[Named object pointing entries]
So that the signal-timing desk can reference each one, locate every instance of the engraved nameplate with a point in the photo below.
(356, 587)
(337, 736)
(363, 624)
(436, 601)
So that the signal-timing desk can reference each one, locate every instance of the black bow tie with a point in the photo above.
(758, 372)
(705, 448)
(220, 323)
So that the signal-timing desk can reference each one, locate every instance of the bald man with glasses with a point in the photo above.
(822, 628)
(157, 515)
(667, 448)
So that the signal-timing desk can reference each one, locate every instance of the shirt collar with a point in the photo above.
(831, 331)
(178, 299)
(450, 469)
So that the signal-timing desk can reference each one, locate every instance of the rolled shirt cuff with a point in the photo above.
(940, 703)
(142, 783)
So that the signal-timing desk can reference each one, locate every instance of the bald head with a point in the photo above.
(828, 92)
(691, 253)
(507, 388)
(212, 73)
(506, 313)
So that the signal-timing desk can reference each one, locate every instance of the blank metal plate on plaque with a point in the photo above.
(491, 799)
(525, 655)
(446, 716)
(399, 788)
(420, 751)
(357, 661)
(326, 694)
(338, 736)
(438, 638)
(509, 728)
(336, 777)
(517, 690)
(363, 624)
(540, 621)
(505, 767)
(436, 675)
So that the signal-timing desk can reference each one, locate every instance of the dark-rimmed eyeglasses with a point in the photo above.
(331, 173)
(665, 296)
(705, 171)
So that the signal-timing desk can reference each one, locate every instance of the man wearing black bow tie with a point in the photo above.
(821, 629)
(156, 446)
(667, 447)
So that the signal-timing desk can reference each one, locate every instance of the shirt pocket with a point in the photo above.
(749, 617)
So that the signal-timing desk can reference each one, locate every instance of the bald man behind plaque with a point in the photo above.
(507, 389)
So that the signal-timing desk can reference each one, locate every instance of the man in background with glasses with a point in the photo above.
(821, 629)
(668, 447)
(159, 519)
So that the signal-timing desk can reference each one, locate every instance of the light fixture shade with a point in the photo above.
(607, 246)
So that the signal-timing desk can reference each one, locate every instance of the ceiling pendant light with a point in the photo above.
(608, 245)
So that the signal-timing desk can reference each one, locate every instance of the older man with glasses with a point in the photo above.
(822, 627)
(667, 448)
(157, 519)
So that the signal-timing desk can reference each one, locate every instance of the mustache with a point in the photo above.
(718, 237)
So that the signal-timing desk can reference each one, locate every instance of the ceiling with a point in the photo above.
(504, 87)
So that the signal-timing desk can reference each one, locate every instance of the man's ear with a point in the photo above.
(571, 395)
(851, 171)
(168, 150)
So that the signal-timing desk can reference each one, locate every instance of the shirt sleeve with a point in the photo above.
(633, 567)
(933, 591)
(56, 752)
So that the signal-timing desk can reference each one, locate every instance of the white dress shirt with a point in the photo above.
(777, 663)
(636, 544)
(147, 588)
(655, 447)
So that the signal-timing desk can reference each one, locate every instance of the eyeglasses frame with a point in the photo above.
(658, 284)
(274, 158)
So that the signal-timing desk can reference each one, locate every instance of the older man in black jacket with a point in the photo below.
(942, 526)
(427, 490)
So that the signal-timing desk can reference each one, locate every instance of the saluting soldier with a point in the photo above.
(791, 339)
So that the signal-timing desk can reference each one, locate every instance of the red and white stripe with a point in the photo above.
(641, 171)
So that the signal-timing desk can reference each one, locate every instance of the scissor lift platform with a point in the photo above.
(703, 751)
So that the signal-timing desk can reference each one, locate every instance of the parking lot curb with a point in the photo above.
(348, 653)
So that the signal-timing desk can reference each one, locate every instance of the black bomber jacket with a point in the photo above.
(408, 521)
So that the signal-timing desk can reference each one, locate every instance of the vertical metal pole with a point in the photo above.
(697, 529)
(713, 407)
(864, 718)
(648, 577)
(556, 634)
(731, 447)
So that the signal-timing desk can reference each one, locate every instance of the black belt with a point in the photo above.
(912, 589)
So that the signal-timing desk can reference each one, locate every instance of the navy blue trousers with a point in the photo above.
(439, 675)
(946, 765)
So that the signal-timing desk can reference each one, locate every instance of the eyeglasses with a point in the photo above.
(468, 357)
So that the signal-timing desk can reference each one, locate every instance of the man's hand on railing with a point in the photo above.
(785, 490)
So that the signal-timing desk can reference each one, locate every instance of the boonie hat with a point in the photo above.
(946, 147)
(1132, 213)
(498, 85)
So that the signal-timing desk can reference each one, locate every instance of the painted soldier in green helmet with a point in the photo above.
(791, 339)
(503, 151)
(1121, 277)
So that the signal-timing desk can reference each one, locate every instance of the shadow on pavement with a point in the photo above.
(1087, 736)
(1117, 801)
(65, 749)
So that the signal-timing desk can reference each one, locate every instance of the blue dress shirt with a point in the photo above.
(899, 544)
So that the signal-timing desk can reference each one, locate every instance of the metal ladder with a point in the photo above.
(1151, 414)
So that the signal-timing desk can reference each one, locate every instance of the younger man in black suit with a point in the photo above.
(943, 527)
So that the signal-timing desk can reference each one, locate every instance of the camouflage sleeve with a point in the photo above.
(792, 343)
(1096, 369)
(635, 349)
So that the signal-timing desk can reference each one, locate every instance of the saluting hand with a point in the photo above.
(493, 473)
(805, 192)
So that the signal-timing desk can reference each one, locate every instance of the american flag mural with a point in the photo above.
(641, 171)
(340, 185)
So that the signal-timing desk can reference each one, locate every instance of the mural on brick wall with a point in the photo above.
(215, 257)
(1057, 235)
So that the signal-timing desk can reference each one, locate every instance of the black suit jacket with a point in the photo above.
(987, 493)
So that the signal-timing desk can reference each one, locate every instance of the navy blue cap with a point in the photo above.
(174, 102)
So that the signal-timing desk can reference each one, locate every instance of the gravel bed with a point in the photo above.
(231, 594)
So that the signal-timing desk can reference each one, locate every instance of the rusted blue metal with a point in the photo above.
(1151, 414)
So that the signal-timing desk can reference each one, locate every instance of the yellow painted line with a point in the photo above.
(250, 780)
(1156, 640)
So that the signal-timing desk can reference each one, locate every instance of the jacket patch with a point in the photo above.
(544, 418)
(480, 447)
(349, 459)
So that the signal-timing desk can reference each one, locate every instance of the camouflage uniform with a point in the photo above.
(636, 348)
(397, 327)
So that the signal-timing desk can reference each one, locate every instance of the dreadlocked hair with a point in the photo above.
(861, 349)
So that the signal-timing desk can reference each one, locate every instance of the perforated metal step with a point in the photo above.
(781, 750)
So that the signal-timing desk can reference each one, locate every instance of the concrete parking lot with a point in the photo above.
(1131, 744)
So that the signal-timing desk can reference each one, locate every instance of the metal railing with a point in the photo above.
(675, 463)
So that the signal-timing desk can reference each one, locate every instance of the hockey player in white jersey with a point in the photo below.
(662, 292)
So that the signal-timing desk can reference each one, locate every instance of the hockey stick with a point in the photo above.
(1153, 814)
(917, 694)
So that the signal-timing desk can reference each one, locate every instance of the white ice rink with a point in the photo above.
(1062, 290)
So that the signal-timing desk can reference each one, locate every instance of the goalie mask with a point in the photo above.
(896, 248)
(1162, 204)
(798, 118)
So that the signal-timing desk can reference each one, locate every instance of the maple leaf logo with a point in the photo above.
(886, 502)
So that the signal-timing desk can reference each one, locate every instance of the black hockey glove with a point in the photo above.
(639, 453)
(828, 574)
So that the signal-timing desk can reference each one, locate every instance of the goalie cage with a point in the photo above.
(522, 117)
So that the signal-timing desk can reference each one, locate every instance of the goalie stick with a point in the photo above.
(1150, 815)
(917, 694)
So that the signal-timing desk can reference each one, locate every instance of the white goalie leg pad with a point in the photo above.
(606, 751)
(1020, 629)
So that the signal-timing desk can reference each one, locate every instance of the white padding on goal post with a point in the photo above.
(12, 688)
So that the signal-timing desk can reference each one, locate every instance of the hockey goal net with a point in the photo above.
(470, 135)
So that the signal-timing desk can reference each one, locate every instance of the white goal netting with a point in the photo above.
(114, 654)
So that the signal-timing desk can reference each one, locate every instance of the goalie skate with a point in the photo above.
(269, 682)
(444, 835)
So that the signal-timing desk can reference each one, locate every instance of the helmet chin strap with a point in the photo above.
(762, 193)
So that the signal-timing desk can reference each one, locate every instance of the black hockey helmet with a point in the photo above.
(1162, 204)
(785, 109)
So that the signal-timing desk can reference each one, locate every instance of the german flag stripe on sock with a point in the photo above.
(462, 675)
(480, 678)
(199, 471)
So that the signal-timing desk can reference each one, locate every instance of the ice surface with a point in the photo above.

Task instructions: Locate "strap with a point in the photo above." in the material, then quote the line that contains it and all lines after it through the final one.

Exercise result:
So that the signal-timing desk can reference each one, locate every instance of the helmet chin strap with a point in the photo above.
(762, 193)
So that the signal-timing desk can reference each one, locate every instance of the black hockey helmet with a point in the photo above.
(1162, 204)
(785, 109)
So that the signal-timing desk can reference each one, locate every instance of the german flag stripe on sock with a point in the photo above.
(462, 675)
(480, 678)
(199, 471)
So that the signal-timing desk can reference each one, locate every instance of the ice surface with a point in the photo above.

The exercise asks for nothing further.